Given problem –
Report every line in the data below that contains the word "post", copying each such line in full.

● ● ●

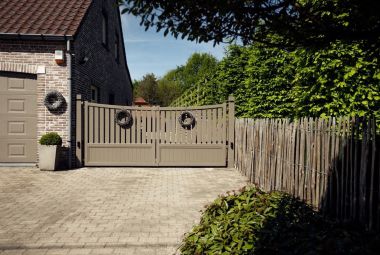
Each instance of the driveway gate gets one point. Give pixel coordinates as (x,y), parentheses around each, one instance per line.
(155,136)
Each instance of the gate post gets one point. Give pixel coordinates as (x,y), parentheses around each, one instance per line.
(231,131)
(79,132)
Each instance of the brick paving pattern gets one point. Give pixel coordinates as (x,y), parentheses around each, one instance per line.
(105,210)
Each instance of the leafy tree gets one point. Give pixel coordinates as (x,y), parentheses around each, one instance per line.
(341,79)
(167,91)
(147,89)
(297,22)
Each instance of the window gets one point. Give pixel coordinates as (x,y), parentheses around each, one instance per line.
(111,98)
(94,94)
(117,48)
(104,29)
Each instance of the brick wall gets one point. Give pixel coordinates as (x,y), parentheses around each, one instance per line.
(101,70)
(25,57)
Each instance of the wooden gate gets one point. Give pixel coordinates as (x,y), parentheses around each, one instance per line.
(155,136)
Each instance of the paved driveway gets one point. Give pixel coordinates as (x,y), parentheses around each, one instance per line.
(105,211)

● ● ●

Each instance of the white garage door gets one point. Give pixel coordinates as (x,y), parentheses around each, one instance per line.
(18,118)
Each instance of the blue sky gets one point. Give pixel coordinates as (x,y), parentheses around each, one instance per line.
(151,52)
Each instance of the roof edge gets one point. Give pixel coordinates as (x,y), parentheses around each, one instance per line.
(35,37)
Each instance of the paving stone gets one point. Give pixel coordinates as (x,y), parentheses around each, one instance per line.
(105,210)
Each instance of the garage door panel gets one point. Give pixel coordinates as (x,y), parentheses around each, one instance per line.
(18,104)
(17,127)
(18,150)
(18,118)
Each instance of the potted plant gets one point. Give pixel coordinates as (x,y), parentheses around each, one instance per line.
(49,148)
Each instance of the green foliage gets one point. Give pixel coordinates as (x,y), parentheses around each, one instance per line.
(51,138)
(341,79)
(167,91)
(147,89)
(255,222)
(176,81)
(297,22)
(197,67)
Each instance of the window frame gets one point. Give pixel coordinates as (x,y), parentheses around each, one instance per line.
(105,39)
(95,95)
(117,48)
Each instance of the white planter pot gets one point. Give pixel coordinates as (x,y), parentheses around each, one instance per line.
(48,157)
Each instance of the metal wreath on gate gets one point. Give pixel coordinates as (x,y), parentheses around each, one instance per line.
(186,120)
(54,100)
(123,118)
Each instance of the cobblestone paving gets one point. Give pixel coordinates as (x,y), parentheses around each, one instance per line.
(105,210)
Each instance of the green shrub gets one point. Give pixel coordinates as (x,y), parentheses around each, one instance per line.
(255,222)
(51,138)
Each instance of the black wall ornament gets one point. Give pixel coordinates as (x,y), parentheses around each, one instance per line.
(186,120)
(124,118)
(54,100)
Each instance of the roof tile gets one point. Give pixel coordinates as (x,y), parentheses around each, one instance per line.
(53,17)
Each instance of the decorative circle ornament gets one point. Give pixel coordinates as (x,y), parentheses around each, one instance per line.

● ● ●

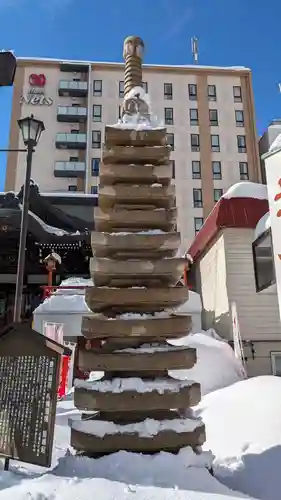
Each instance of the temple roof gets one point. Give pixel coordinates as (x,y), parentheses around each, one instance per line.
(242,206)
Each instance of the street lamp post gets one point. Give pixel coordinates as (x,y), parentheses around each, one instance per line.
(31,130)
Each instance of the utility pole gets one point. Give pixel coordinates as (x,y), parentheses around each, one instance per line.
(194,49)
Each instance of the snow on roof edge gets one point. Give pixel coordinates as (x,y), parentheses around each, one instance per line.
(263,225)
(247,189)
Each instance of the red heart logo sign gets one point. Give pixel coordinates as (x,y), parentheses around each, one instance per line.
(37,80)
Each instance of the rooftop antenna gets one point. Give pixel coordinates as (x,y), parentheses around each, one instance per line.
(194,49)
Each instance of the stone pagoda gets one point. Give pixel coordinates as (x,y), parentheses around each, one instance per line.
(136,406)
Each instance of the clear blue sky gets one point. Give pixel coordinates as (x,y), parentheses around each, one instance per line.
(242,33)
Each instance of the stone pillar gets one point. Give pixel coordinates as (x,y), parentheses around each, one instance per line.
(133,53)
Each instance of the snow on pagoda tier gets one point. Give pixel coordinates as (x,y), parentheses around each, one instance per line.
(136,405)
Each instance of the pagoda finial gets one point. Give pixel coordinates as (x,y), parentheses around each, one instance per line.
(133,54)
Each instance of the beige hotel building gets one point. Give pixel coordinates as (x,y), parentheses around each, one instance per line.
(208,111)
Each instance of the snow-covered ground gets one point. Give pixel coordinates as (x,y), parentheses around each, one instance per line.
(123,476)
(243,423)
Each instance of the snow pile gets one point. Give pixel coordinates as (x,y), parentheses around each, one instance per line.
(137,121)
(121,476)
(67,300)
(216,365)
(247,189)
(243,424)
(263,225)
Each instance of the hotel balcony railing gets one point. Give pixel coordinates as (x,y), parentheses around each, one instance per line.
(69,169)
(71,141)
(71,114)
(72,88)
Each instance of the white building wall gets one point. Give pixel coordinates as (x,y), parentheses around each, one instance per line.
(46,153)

● ● ●

Solution –
Each instance of the gate post gets one point. Give pixel coordinates as (x,y), parentheses around each, one instance per line.
Each instance of the street lamp post gets one point. Give pixel coordinates as (x,y), parentheses around each, one instance per line.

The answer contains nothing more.